What you should do
Which lines of the entries hold the string "jacket"? Copy each one.

Referring expression pointing data
══════

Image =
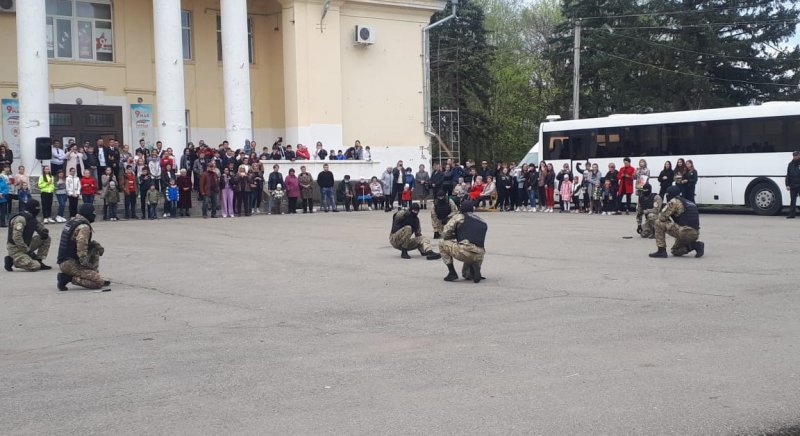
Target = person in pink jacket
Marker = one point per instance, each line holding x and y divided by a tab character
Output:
625	177
292	190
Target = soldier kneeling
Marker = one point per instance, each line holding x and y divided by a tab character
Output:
78	254
28	240
463	239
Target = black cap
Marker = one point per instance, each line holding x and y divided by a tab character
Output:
33	207
87	211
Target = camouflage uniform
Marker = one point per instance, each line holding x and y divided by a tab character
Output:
684	236
450	248
649	215
406	239
18	250
438	227
84	271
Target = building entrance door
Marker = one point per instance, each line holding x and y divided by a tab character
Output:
85	123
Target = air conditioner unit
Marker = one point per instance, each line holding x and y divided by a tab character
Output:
364	35
8	6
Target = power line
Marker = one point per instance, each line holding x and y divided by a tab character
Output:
684	50
689	74
689	26
694	11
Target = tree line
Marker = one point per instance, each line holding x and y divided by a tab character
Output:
507	64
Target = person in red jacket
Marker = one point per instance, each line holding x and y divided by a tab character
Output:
625	177
88	187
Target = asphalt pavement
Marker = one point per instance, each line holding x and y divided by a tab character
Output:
313	324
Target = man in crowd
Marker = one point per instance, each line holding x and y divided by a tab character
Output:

══════

Result of this task
Target = person in pink jacket
Target = person in red jacket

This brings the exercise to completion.